CONSEGNA DELL'ESERCIZIO: Riscriva per intero tutte le righe a partire dall'inizio dei record fino alla riga che contiene "[618,168,812,324]", compresa, sommando -5 a ciascuna coordinata dei riquadri di delimitazione. Non includa le immagini.

++++ MATERIALE ESTRATTO ++++

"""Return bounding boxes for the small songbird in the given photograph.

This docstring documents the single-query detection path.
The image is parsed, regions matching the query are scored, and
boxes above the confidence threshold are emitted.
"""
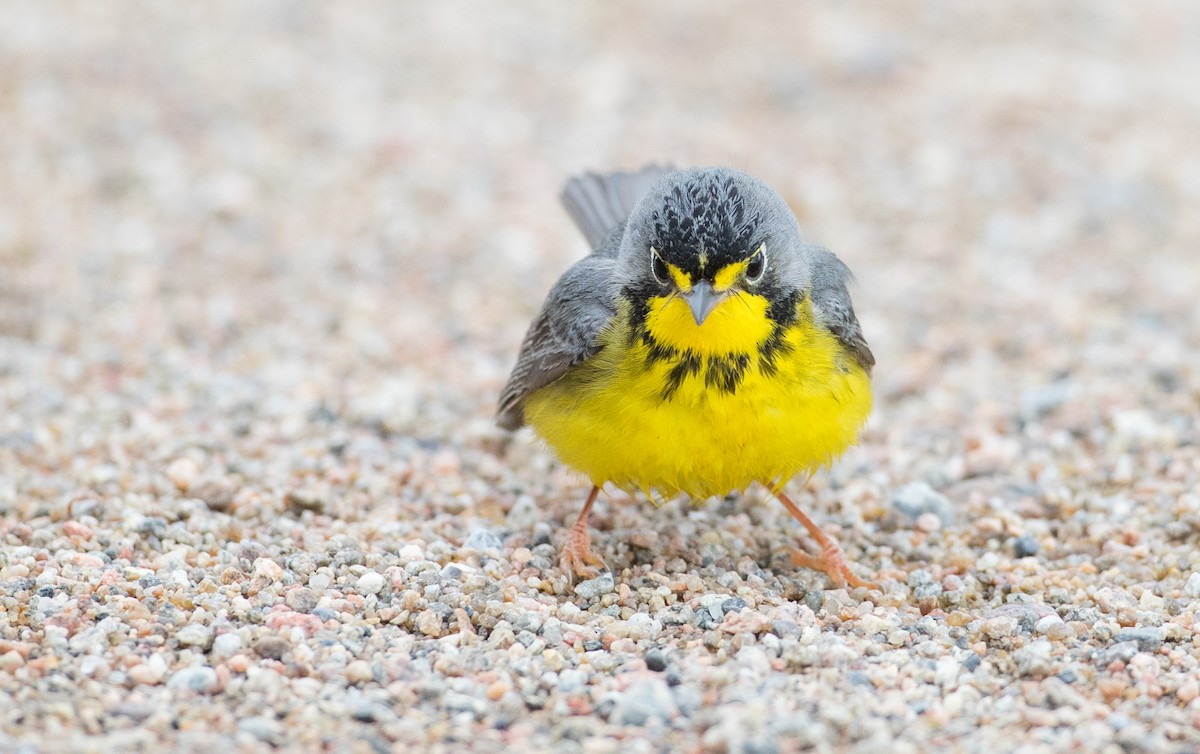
[498,167,878,588]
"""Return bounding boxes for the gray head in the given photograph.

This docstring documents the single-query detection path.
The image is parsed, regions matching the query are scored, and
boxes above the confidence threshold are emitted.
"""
[618,168,812,324]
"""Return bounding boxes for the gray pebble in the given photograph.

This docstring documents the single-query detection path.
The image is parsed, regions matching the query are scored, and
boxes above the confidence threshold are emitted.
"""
[175,623,212,650]
[254,636,292,659]
[283,587,320,612]
[643,647,667,672]
[238,716,283,743]
[1112,627,1163,652]
[610,678,679,725]
[1013,534,1042,557]
[892,481,955,526]
[462,528,504,552]
[574,570,617,599]
[1100,639,1140,665]
[212,633,241,657]
[167,665,217,694]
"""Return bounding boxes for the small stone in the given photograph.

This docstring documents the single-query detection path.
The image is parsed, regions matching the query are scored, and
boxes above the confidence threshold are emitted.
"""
[1013,639,1054,677]
[355,570,386,594]
[913,511,942,533]
[415,610,442,639]
[643,647,667,672]
[1183,572,1200,597]
[1112,626,1163,652]
[212,633,241,657]
[175,623,212,650]
[462,528,504,552]
[167,456,200,492]
[226,654,250,672]
[1013,534,1040,557]
[254,557,283,581]
[892,481,955,526]
[575,570,617,599]
[396,544,425,566]
[283,587,320,612]
[1175,678,1200,704]
[254,636,292,659]
[346,660,374,683]
[167,665,218,694]
[1100,639,1140,665]
[610,677,678,725]
[238,716,283,743]
[486,681,509,701]
[130,663,167,686]
[0,650,25,672]
[626,612,662,640]
[1033,615,1072,641]
[187,479,234,511]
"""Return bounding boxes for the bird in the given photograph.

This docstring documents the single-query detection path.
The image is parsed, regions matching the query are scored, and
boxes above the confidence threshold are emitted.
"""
[497,164,880,590]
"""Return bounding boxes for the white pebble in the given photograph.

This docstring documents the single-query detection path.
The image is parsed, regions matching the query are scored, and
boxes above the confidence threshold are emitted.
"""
[1183,572,1200,597]
[167,665,217,694]
[356,570,384,594]
[212,633,241,657]
[167,456,200,492]
[175,623,212,648]
[626,612,662,639]
[396,545,425,566]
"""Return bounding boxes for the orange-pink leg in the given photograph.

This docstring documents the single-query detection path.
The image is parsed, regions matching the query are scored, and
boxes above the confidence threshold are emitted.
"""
[558,486,608,584]
[767,484,883,591]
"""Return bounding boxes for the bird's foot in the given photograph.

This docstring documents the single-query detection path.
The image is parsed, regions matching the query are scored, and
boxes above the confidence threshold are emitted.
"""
[792,537,883,592]
[558,525,608,586]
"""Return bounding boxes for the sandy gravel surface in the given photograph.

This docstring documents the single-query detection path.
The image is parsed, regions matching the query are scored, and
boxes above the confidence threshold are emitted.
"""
[0,0,1200,754]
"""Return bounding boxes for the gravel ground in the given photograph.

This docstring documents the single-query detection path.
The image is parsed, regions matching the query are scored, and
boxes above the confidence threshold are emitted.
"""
[0,0,1200,754]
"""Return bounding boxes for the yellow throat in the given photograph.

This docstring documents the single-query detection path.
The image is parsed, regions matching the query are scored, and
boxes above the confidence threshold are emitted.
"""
[526,279,871,499]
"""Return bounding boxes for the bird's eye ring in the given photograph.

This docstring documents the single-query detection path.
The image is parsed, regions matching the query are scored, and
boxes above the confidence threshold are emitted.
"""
[650,246,671,286]
[746,244,767,283]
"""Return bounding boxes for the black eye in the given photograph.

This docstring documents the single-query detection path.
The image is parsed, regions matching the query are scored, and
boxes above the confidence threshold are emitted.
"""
[650,246,671,286]
[746,245,767,282]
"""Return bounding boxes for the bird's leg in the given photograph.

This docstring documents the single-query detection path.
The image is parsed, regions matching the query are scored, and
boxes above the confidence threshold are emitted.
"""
[767,484,883,591]
[558,485,608,585]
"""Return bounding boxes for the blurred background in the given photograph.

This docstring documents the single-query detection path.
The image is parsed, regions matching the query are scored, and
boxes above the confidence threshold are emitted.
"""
[0,0,1200,501]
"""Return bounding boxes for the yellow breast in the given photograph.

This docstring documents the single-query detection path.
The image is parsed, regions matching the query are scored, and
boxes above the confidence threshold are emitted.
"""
[526,293,871,498]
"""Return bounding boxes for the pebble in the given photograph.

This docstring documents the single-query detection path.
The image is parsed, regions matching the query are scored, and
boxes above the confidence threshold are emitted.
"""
[167,456,200,492]
[462,528,504,552]
[283,588,319,612]
[1013,534,1040,557]
[574,570,617,599]
[355,570,386,594]
[608,678,678,725]
[346,660,374,684]
[892,481,956,523]
[0,2,1200,754]
[1112,627,1163,652]
[175,623,212,650]
[167,665,218,694]
[212,633,242,657]
[1183,572,1200,598]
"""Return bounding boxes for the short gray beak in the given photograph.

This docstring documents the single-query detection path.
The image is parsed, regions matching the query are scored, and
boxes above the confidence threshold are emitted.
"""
[683,280,725,327]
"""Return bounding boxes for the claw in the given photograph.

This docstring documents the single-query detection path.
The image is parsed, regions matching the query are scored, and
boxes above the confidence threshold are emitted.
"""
[558,526,608,587]
[558,486,612,587]
[773,490,883,592]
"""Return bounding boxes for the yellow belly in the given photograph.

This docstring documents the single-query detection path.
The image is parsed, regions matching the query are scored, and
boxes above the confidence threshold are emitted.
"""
[526,295,871,498]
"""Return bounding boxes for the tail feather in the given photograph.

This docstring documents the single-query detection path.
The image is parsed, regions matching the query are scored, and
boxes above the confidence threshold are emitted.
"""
[562,164,673,249]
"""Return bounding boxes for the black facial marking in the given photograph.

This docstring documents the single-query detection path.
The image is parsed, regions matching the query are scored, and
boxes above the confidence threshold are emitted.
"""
[704,353,750,395]
[650,173,764,280]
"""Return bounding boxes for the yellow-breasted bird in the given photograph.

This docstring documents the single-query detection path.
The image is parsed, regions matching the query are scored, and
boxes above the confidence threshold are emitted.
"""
[498,167,878,588]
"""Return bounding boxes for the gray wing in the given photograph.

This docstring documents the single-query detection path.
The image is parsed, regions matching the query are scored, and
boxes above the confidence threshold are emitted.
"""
[560,164,673,250]
[496,164,671,430]
[496,255,617,430]
[809,246,875,375]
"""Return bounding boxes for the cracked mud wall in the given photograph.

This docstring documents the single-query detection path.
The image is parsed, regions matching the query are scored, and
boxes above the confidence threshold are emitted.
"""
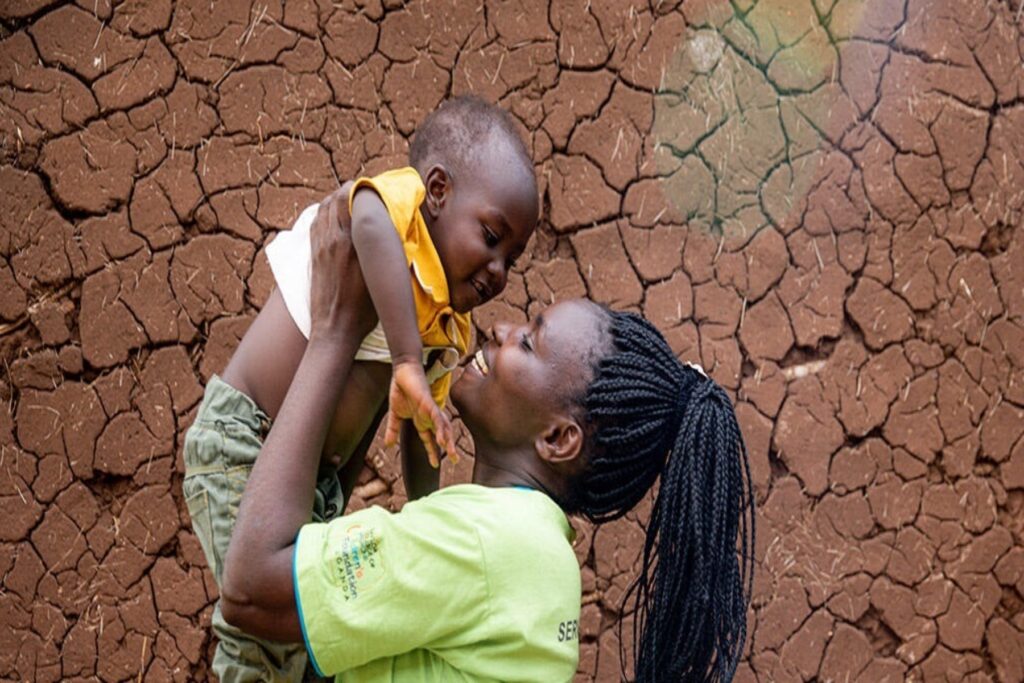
[0,0,1024,681]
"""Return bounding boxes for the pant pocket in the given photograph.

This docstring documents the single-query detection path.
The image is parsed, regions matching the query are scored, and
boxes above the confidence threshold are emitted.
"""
[185,480,221,586]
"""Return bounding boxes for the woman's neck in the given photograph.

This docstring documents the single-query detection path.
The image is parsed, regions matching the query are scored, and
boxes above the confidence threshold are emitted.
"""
[473,452,557,498]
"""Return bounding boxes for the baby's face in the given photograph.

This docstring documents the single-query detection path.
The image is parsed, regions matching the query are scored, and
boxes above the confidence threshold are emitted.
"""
[433,164,538,312]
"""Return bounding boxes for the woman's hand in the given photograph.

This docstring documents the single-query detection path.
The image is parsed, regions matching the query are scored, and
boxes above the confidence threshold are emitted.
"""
[309,182,377,342]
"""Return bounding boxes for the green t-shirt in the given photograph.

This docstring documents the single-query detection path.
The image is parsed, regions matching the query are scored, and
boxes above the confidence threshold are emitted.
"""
[295,484,581,683]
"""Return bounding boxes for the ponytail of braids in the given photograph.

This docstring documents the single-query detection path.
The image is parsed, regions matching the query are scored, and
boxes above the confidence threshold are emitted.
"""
[569,310,754,683]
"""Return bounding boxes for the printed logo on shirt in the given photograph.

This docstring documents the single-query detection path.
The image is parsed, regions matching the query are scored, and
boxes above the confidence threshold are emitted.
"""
[331,524,384,602]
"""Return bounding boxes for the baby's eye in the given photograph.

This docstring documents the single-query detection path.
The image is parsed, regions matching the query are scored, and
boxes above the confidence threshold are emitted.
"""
[482,225,499,248]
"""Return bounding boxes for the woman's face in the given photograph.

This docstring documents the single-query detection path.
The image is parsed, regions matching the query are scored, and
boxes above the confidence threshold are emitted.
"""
[452,299,603,454]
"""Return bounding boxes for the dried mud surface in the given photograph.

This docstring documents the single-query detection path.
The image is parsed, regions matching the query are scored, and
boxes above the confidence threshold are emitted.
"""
[0,0,1024,681]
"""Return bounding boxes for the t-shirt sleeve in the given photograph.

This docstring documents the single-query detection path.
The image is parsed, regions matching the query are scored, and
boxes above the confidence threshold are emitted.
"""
[294,499,487,676]
[348,167,427,263]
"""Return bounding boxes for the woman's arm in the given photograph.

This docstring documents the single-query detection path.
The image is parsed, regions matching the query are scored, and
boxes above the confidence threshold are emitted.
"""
[221,193,376,642]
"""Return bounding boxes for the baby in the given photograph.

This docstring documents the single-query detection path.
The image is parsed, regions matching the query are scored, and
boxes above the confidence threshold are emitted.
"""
[184,96,539,681]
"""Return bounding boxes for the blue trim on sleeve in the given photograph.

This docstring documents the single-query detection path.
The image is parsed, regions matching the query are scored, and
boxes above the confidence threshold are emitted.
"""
[292,529,327,678]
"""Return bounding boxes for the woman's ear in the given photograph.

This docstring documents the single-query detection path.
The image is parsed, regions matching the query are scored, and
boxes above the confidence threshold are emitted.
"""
[423,164,452,218]
[535,416,583,465]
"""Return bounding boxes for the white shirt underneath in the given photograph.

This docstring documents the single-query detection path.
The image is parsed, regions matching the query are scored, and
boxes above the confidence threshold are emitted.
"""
[266,204,459,384]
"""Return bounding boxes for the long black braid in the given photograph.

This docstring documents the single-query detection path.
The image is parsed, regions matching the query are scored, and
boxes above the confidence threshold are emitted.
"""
[566,310,754,682]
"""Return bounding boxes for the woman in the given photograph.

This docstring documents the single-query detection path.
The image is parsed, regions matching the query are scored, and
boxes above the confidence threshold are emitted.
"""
[221,200,753,681]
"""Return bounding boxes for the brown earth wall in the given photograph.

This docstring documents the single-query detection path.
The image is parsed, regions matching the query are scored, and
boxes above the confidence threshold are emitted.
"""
[0,0,1024,682]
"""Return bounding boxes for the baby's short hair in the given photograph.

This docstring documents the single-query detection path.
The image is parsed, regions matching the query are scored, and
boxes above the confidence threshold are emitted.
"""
[409,95,536,183]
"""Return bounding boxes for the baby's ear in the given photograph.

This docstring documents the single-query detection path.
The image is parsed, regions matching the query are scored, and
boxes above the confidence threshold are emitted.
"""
[423,164,452,218]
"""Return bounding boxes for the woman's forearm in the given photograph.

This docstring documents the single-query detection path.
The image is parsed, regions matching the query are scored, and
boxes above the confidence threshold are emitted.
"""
[222,336,356,604]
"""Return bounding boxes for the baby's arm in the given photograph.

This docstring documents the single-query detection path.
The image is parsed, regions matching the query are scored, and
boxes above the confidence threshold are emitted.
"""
[352,188,454,467]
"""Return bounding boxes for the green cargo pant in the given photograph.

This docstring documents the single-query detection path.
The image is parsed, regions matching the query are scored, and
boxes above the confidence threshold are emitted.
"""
[184,376,344,683]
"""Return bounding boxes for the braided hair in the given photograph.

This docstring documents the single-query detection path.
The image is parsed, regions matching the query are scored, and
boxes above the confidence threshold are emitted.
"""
[565,309,754,682]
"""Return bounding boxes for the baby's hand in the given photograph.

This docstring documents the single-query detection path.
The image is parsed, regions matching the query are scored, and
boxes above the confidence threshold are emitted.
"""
[384,361,455,467]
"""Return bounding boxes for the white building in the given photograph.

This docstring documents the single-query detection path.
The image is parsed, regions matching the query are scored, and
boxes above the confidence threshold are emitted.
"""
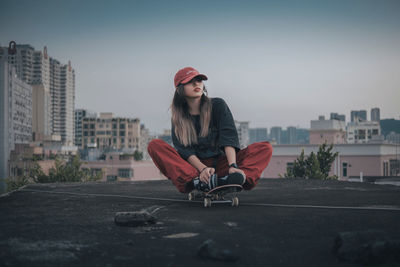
[50,58,75,145]
[0,58,32,187]
[347,121,381,144]
[0,42,75,146]
[310,116,346,144]
[74,109,97,150]
[235,121,250,148]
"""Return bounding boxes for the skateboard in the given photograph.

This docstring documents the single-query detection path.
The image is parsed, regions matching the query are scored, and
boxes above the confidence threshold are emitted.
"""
[189,184,243,208]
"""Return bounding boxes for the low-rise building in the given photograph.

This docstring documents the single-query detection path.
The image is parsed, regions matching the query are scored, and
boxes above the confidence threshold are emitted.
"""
[82,152,165,181]
[346,121,381,144]
[310,116,346,145]
[262,143,400,180]
[81,113,141,151]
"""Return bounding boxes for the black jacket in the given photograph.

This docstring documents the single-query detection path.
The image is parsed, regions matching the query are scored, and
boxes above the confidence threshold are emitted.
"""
[171,98,240,160]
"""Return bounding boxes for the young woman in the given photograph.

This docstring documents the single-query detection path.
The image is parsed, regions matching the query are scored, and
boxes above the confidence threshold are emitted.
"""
[148,67,272,193]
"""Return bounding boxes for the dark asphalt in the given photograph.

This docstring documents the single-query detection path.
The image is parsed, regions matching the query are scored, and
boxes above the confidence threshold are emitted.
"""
[0,179,400,266]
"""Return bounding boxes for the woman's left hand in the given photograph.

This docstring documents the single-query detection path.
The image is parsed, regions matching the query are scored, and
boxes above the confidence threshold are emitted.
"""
[229,167,246,178]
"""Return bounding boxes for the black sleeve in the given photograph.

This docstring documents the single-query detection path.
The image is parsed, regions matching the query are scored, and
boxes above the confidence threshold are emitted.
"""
[171,124,196,160]
[213,98,240,152]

++++

RISULTATO COMPLETO:
"""Return bounding boxes for the small songbird in the given photograph.

This docstring documents the single-query detection path.
The image is parsed, regions matching the query are scored, and
boxes above the confidence threshold are emitted.
"""
[493,162,873,583]
"""Return bounding boxes for the gray head in the given photograph.

This docstring documents the single-query detection path.
The image is parsed, regions matching the query are scored, and
boxes above the confidence threshold are emitted.
"""
[613,163,807,319]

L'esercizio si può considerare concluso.